TASK TO COMPLETE ::
Copy the records below character for character.

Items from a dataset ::
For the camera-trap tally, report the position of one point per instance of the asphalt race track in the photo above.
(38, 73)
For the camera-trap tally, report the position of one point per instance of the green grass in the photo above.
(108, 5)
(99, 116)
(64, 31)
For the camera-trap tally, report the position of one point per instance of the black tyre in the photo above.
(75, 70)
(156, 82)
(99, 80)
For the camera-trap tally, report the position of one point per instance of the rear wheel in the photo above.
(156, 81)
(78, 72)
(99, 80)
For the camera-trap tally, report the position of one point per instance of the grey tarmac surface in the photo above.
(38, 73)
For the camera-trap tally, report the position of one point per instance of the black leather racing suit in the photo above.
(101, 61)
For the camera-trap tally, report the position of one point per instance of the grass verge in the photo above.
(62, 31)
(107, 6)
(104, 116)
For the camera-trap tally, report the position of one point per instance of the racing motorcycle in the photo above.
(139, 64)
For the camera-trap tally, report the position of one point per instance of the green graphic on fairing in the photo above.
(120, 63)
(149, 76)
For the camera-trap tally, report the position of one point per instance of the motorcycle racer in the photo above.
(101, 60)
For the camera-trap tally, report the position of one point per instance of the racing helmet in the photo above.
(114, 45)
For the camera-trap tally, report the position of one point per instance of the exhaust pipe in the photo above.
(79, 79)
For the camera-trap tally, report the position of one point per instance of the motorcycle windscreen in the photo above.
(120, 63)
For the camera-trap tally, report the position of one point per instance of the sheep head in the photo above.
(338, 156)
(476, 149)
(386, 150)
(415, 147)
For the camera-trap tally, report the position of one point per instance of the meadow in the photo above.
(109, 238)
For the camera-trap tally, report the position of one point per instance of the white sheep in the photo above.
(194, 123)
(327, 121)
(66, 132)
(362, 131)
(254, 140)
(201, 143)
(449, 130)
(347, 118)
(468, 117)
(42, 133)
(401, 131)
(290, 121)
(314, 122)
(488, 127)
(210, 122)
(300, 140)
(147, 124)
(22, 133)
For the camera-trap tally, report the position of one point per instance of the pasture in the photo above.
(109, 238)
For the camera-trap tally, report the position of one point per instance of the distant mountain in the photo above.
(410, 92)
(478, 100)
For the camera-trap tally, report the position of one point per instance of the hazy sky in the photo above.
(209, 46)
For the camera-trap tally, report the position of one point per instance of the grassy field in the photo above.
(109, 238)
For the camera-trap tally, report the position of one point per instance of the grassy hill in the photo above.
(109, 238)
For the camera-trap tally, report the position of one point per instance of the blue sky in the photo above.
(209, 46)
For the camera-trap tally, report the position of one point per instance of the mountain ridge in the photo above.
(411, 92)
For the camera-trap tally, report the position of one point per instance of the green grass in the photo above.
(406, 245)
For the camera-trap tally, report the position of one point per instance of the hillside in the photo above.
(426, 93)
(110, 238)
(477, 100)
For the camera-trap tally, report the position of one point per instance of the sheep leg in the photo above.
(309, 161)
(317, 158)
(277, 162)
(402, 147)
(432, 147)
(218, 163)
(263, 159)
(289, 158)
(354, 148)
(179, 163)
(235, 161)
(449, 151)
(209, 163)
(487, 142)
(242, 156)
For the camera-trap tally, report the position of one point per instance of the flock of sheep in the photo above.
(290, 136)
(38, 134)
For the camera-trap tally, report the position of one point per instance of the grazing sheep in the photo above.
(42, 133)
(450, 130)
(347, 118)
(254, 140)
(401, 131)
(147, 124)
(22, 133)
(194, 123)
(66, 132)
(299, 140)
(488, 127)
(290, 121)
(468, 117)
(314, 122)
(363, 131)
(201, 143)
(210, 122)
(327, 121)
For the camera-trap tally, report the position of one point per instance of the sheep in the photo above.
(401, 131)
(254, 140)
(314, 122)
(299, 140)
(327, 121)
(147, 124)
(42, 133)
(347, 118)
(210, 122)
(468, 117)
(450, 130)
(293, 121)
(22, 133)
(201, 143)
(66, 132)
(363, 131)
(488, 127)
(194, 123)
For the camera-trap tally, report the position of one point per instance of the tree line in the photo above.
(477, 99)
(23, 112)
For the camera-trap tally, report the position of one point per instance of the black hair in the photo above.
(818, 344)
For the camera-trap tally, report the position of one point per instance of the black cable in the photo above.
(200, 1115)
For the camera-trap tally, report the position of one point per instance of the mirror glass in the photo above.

YOUR SOLUTION ::
For the camera-trap tally, report the position of one point per instance of the asphalt race track in the photo above.
(38, 73)
For the camera-trap tally, report the position of one point per instance of the green grass in the photo above.
(108, 5)
(99, 116)
(64, 31)
For the camera-trap tally, report the position of one point per instance of the black tyre in the photo above.
(75, 70)
(156, 82)
(99, 80)
For the camera-trap tally, report the position of one point per instance of the rear wheel in the photo above.
(156, 81)
(78, 72)
(99, 80)
For the camera-trap tally, report the position of one point per instance of the grey tarmac surface in the photo above.
(38, 73)
For the camera-trap tally, report the position of one point per instance of the black leather racing suit in the photo above.
(101, 61)
For the camera-trap tally, report the position of one point per instance of the grass verge in the photo above.
(62, 31)
(107, 6)
(104, 116)
For the camera-trap tally, report the position of one point per instance of the racing motorcycle in the photo above.
(139, 64)
For the camera-trap tally, report the position of one point per instance of the green graphic on fairing in the photo above.
(120, 63)
(149, 76)
For the camera-trap tally, report the position of one point per instance of the motorcycle racer in the photo above.
(101, 60)
For the camera-trap tally, report the position of one point per instance of the racing helmet in the photo above.
(114, 45)
For the camera-trap tally, report the position of one point per instance of the exhaust pipe in the photo above.
(79, 79)
For the camera-trap tally, report the position of one point per instance of the motorcycle windscreen in the photo above.
(120, 63)
For the camera-trap tally, report the position of one point per instance of the sheep head in the photo above.
(338, 156)
(476, 149)
(386, 150)
(415, 147)
For the camera-trap tally, report the position of one point per instance of the meadow in the photo above.
(109, 238)
For the camera-trap tally, report the position of one point per instance of the white sheep in the photo above.
(194, 123)
(327, 121)
(66, 132)
(362, 131)
(254, 140)
(201, 143)
(449, 130)
(347, 118)
(468, 117)
(42, 133)
(401, 131)
(290, 121)
(314, 122)
(488, 127)
(210, 122)
(300, 140)
(147, 124)
(22, 133)
For the camera-trap tally, report the position of one point per instance of the pasture in the photo above.
(109, 238)
For the camera-trap tally, report the position of one point per instance of the distant mountain in the photo above.
(410, 92)
(478, 100)
For the camera-trap tally, report the position of one point per instance of the hazy sky in the photo above.
(209, 46)
For the camera-trap tally, report the position of one point per instance of the grassy field in the photo above.
(109, 238)
For the camera-trap tally, report the position of one point per instance of the grassy hill in the photo above.
(109, 238)
For the camera-trap tally, report the position of one point per instance of the blue sky in the photo above.
(209, 46)
For the camera-trap tally, report the position of one point per instance of the mountain ridge in the photo above.
(411, 92)
For the camera-trap tally, report the position of one point per instance of the green grass in the photo above.
(406, 245)
For the camera-trap tally, report the position of one point per instance of the hillside in the photo above.
(426, 93)
(110, 238)
(477, 100)
For the camera-trap tally, report the position of one point per instance of the sheep leg in the photo above.
(309, 161)
(317, 158)
(277, 162)
(402, 147)
(432, 147)
(218, 163)
(263, 159)
(289, 158)
(354, 148)
(179, 163)
(235, 161)
(449, 151)
(209, 163)
(487, 142)
(242, 156)
For the camera-trap tally, report the position of one point per instance of the flock of sheep in the photo above.
(290, 136)
(38, 134)
For the camera-trap tally, report the position of one point per instance of the grazing sheep in the photo above.
(42, 133)
(450, 130)
(347, 118)
(254, 140)
(401, 131)
(147, 124)
(22, 133)
(194, 123)
(66, 132)
(299, 140)
(488, 127)
(290, 121)
(468, 117)
(314, 122)
(363, 131)
(201, 143)
(210, 122)
(327, 121)
For the camera-trap tally, report the position of one point per instance of the sheep in the photo above.
(401, 131)
(254, 140)
(314, 122)
(299, 140)
(327, 121)
(147, 124)
(42, 133)
(347, 118)
(210, 122)
(468, 117)
(450, 130)
(293, 121)
(22, 133)
(201, 143)
(66, 132)
(363, 131)
(488, 127)
(194, 123)
For the camera-trap tally, report the position of one point per instance of the tree line in the photo above.
(477, 99)
(23, 112)
For the camera-trap tally, report the position of one point per instance of the black hair in the photo above.
(818, 344)
For the camera-trap tally, report the position of one point per instance of the black cable in the photo above.
(200, 1115)
For the camera-trap tally, report the position of one point per instance of the mirror glass in the photo above.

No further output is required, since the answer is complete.